EXERCISE DIRECTIONS: The entries are to be returned exactly as written.

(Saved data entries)

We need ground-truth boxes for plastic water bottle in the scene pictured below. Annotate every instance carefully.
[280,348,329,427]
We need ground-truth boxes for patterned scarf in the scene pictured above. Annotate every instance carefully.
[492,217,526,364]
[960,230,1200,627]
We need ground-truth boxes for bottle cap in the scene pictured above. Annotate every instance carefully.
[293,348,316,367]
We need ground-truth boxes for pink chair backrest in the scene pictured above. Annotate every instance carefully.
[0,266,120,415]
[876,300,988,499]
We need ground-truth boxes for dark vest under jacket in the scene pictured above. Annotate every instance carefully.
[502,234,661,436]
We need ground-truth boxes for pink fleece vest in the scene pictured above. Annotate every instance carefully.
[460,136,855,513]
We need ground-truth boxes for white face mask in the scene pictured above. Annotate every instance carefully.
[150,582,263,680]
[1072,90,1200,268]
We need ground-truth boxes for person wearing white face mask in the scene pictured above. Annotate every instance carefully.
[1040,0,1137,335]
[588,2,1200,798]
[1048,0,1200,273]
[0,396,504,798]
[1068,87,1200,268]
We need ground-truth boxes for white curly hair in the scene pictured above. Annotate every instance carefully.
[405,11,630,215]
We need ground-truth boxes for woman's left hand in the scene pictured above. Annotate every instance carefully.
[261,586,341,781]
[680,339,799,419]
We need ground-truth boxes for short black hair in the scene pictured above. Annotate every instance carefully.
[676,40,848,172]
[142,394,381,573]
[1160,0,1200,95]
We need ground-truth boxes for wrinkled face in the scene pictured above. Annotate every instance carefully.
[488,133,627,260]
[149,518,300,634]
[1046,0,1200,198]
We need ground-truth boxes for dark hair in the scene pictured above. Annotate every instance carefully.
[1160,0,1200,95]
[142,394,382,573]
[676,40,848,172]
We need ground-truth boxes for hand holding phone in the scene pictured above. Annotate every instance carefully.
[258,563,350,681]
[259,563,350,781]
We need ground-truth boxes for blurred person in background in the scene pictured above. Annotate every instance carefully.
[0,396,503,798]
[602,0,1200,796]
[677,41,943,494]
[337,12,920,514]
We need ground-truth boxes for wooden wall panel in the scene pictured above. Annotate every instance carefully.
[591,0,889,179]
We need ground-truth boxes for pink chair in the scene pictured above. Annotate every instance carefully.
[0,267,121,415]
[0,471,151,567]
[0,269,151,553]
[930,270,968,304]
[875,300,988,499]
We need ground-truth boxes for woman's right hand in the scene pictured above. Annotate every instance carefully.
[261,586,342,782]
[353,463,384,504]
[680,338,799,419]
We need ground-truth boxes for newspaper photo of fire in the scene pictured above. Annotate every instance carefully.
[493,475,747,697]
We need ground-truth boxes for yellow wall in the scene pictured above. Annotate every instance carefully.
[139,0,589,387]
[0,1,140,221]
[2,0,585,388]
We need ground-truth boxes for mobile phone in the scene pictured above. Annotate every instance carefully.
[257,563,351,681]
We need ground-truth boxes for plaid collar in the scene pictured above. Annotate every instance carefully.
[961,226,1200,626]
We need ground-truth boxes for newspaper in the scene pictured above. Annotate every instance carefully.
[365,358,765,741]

RESPONSE TO THE TASK:
We need ground-truth boxes for plastic water bottle in the scene pictured below. Annotate every instance carefully.
[280,348,329,427]
We need ground-truth boxes for patterned scarf in the scene pictured above. Annotate every instance carefully.
[492,217,526,364]
[960,230,1200,627]
We need ground-truth boxes for bottle cap in the scene pictured above. Annotate every instance carefully.
[293,348,316,367]
We need ground-truth boxes for pink chair backrest in the scene pictured above. Annotate every instance carefully.
[0,266,120,415]
[876,300,988,499]
We need ground-truth boxes for dark vest under jacket in the scene pictured above. Annotate every instance carefully.
[502,234,661,436]
We need ground-truth boxes for pink fleece vest in the scene pictured above. Annotate every instance carefully.
[460,136,855,513]
We need ground-truth boxes for white face mask in the scene pictured above. Annotate every instance carefully.
[150,582,263,680]
[1072,90,1200,268]
We need ground-truth boxes for person wearing white face mask in the scene pictured above. Annotate every instance carefully.
[1040,0,1137,335]
[588,2,1200,798]
[1048,0,1200,273]
[0,396,504,798]
[1068,87,1200,268]
We need ground-truth boxes for white curly hair in the scene pictured above. Annotate every instance carefully.
[405,11,630,215]
We need ground-truth boxes for woman's left hand in the scene pictured above. Annotate every instance carefully.
[261,586,341,781]
[680,339,799,419]
We need ground-truth boxes for short black hair in the scene pictured above. Annotate every instance carefully.
[676,40,848,172]
[142,394,381,573]
[1160,0,1200,95]
We need ground-truth boxes for wrinkled face in the scene pictured above. Annotate every instance carefully.
[488,133,627,260]
[149,518,300,634]
[1046,0,1200,198]
We need ground-truth boxes for dark hair in the scene pictured above. Annotate every instance carefully.
[1160,0,1200,95]
[142,394,382,573]
[676,40,848,172]
We need ground-truth boxes for hand holding phone in the scene pictured above. Annotate every instance carefully.
[258,563,350,681]
[259,563,350,781]
We need ground-truth boxes for blurred person in background in the scene pictured above. Annotate every instance carefully.
[0,396,503,798]
[602,0,1200,796]
[677,41,943,494]
[337,12,920,514]
We need ground-truth boxes for wooden wall panel in the scene pictured above. Annotate every instance carefully.
[591,0,889,179]
We need ground-truth boxes for pink chair in the scene pictured above. Annotate every instance carefully.
[0,267,121,415]
[0,471,151,567]
[0,269,151,553]
[930,270,968,304]
[875,300,988,499]
We need ground-truth boxes for woman's right hand in the scene pictured above. Annotate every instance carefully.
[261,586,342,782]
[353,463,384,504]
[680,338,799,419]
We need ground-truth boxes for newspaper photo of fire in the scene pictured above. Annotate every instance carefully.
[493,475,747,697]
We need ground-truth boxes for yellow wall in the scene pictured above. Annotate every instance carefully.
[139,0,589,387]
[0,1,140,221]
[2,0,585,388]
We need ground-truth boxes for mobile phone in the scene pictured above. Annotate every instance carefully.
[257,563,351,681]
We need ground-truth boxes for plaid collar in the scene pictured above. Annotate every instance carefully.
[961,226,1200,626]
We need ground-truth boxes for newspaper in the scene pictured above. Annotate every instance carefully.
[365,358,765,741]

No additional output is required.